**GIVEN TASK 1:**
Find each line in the records that contains the string "slab" and copy those lines out. Case counts.

Howardism Musings from my Awakening Dementia
My collected thoughts flamed by hubris
Home PageSend Comment

Why Not Use the Database?

The last couple of years of server-side architecture has left me with a pretty bad taste in my mouth, and I've just got to spit… However, I have a suspicion that some of my ideas may be seen as heretical, so allow me to protect myself from the pyre by stating that the following idea is not a global truth, but a wakening shake for all of us to realize that not everything is a pattern from our last project.

Allow me to get concrete by talking a bit about my last project… which was as much as an experiment as it was a deliverable to the customer…

Most server-side or web-based applications are written using object-oriented technology (OOP), and it seems that we have a fetish for writing useless objects. Yes, sometimes you have to build some helper objects, but it is better to write those with a clear purpose in mind and to realize that you might not need to…

I'm specifically referring to fact that we have this itch to create an object that mirrors our database tables.

For example, in a CRM system, we would be tempted to create a "customer" and a "task" and a "campaign" object… granted, I did create a database table for each of those, but why are we so tempted to also create an object.

I know, our rationale goes something like this: I need to retrieve the data from the database, and I don't want to duplicate that code every time I need a customer, so I will instantiate an object that will do that business.

Now let me bore you with the slippery slope that happens afterwards… you first create the object, and it is good. After a while, you need to retrieve more and more complex data associated with customer, and suddenly the performance goes to hell because to list all of the customer names takes an hour as it is gleefully calculating each customer's mortgage payments as well. Let me give you an example from my last project.

In my case, each customer could have zero or more "tasks", be associated with zero or more "campaigns" and had one registration event. Each of these, while stored in a different table, had a date associated with it, and in one particular "screen" (read: servlet), we wanted to display the names of the customers with the latest date associated with each customer from any of these tables.

Since I am grabbing a value that is related from three different tables (but doesn't have the same name), we need to perform an SQL union with the max date. In my case, I threw this into a temporary table and then joined it with the customer list. My point is not to get bogged down into the details, but to show to give you and idea of the amount of work required to get this "business data".

**GIVEN TASK 2:**
Continue the essay on objects that mirror database tables, starting right after its final sentence.

**RECORDS FOR THIS EXERCISE:**
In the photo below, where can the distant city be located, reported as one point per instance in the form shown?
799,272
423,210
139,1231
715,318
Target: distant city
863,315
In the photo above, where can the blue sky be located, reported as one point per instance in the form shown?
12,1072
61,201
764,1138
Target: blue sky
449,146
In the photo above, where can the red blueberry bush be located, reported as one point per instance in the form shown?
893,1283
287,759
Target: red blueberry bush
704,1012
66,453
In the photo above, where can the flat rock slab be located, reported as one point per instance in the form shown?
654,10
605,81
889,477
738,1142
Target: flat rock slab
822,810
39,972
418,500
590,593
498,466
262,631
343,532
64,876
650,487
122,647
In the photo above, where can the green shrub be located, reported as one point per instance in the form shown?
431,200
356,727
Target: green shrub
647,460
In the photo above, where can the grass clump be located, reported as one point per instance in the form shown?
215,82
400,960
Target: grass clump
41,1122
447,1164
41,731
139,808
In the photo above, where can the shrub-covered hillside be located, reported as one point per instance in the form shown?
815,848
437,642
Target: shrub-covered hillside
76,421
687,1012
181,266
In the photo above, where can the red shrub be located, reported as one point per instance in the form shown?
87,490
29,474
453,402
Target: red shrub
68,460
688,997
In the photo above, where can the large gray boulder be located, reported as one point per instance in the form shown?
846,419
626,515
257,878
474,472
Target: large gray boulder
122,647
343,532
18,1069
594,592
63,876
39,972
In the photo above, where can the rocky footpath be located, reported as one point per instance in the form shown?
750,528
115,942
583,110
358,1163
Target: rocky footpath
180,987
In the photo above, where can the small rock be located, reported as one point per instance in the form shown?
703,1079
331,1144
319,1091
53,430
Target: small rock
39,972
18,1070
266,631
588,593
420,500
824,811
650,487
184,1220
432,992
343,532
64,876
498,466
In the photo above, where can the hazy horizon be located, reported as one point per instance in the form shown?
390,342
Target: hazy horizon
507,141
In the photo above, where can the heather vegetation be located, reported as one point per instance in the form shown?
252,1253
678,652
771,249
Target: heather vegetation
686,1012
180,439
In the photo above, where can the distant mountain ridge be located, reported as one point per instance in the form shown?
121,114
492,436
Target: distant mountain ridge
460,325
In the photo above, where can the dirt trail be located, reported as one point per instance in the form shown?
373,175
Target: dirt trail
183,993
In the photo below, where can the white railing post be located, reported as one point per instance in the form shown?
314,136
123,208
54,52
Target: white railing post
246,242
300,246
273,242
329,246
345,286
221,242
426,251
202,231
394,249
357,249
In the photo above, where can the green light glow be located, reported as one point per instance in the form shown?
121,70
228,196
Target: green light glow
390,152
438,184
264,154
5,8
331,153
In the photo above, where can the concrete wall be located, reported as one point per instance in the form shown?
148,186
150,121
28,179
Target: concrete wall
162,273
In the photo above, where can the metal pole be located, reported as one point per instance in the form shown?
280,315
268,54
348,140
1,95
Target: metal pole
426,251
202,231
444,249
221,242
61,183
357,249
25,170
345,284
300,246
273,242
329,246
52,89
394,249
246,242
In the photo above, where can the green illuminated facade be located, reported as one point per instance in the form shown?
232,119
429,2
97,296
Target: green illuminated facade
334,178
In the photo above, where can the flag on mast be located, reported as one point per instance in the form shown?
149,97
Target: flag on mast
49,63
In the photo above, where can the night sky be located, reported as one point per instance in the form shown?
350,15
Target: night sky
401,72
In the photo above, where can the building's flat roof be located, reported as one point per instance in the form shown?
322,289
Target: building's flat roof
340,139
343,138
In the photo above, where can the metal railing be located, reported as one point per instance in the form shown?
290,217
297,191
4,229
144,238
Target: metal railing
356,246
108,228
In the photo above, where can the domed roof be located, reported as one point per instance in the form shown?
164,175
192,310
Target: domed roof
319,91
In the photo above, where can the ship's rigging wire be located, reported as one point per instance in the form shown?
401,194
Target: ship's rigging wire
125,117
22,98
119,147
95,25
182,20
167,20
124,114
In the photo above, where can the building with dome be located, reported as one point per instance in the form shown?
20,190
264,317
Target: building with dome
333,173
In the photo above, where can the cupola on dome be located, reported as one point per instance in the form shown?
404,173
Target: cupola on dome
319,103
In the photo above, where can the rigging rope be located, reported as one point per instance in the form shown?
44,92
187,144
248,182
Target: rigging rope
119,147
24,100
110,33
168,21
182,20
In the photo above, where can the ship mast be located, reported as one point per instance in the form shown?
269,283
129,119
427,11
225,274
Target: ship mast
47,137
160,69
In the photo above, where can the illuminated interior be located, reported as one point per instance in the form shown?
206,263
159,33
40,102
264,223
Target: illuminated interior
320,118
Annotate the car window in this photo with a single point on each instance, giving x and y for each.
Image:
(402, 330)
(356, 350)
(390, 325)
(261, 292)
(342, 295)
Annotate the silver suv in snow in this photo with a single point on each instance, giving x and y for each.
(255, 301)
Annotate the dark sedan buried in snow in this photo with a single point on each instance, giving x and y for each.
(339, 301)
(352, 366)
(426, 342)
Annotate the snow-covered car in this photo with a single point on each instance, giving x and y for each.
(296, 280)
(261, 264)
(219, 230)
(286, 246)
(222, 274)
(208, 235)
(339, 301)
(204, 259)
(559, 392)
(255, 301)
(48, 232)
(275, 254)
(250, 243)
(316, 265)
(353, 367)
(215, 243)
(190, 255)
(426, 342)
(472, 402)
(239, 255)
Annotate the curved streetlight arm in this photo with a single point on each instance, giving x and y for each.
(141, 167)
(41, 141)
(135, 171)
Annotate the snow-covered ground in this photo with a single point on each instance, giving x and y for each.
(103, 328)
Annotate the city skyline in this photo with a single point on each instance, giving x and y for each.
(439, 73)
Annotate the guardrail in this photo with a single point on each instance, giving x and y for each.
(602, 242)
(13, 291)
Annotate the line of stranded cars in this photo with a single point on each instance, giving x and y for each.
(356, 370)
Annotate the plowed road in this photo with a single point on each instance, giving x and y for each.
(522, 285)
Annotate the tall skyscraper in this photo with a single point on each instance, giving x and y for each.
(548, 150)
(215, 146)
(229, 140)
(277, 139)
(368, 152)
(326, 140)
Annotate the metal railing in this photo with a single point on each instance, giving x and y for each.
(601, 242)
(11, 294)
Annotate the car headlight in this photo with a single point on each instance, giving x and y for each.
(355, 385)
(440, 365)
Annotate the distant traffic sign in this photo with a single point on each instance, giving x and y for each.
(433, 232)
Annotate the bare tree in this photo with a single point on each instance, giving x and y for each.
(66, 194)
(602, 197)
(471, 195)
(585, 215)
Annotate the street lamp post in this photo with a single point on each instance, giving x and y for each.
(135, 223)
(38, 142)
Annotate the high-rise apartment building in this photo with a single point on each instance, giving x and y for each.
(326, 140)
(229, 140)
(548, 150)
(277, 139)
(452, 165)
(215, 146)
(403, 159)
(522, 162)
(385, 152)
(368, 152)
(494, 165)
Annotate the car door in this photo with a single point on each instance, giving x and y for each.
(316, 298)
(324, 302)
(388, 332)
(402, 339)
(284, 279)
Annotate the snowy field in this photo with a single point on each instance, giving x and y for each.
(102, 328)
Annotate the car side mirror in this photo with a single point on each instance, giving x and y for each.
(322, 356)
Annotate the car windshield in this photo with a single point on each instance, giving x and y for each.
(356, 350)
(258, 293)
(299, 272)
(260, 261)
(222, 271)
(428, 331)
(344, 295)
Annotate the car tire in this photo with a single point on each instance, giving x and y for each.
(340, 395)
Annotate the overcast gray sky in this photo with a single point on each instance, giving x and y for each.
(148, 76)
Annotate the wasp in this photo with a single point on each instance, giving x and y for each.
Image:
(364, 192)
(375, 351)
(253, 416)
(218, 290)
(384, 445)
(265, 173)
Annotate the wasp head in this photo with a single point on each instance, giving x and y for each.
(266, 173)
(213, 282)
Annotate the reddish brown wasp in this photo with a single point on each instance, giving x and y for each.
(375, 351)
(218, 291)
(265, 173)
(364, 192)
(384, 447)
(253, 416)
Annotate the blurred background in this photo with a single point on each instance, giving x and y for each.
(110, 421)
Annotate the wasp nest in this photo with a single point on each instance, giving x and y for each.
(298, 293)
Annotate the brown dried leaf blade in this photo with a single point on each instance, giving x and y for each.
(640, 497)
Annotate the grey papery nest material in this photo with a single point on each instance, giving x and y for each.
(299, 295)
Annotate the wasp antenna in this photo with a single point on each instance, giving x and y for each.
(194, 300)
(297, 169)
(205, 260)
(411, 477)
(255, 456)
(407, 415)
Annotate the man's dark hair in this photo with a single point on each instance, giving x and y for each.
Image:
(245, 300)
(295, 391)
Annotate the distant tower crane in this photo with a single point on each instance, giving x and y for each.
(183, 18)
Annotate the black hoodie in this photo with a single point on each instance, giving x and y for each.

**WRITTEN REPLY 1:**
In the photo above, where can the flat rock slab be located, reported as one point per instance in the form shown?
Target: flat rock slab

**WRITTEN REPLY 2:**
Let's suppose I had taken the typical approach and had created a "Customer" class, with a number of getXXX() methods that returned the various properties associated with a customer. This particular getMaxContactDate() method would be very costly to lookup. I would have two choices: I could retrieve the customer data during construction of the object, or retrieve each property when it is called.

Retrieving each property when it is called seems terribly inefficient if I am trying to display all of the data associated with a customer, as this could result in a hundred database calls…

But performing this SQL union business would be silly during the object's construction because I might just be needing to list all of the customer's names in a list, as we don't want to perform costly database operation without needing to…

So since I'm such a smart guy, I'll have the costly properties called when we need them, and the rest performed at construction… and also since I'm so smart, I will realize that to retrieve all the customer's data will not be abysmal, it also won't be optimal-- as each costly method will have to perform its database operations by itself, and can't leverage any pre-calculations done by any other costly method. Unless, I cache some of these pre-calculations…

Yes, this idea is an exciting white rabbit hole… But before you start coding this intensive customer class, stop and think if it is worth it. Will you ever reuse this code? No way, this is a customer class that will be slightly different from the next customer class you'll have to write. Also keep in mind that this is a mindless database application… it just isn't worth your time to build such complexity. Especially when complexity == risk for bugs.

Of course there's another way… don't make the object in the first place.

What? Yeah, I know this might be a controversial idea, but think about it… we've been doing database applications for a long time-- longer than we've been doing OOP. So why not use the database for what it is good for-- get data. How did we do it before? If a "screen" needed a bunch of data, we performed the SQL operation, got that data, and stuck it up on the screen.

The advantage of this approach is that each screen can perform optimal database operations to get just the data it requires… no more, and no less.

The disadvantage? Obviously there may be a few "screens" that need to perform the same database operations, and this approach may result in duplicate code. It has been my perspective that this doesn't happen very often, as usually each display "screen" required different SQL code, so it really results in similar (not duplicate) code, but one in which it can adapt to the needs of any individual "screen."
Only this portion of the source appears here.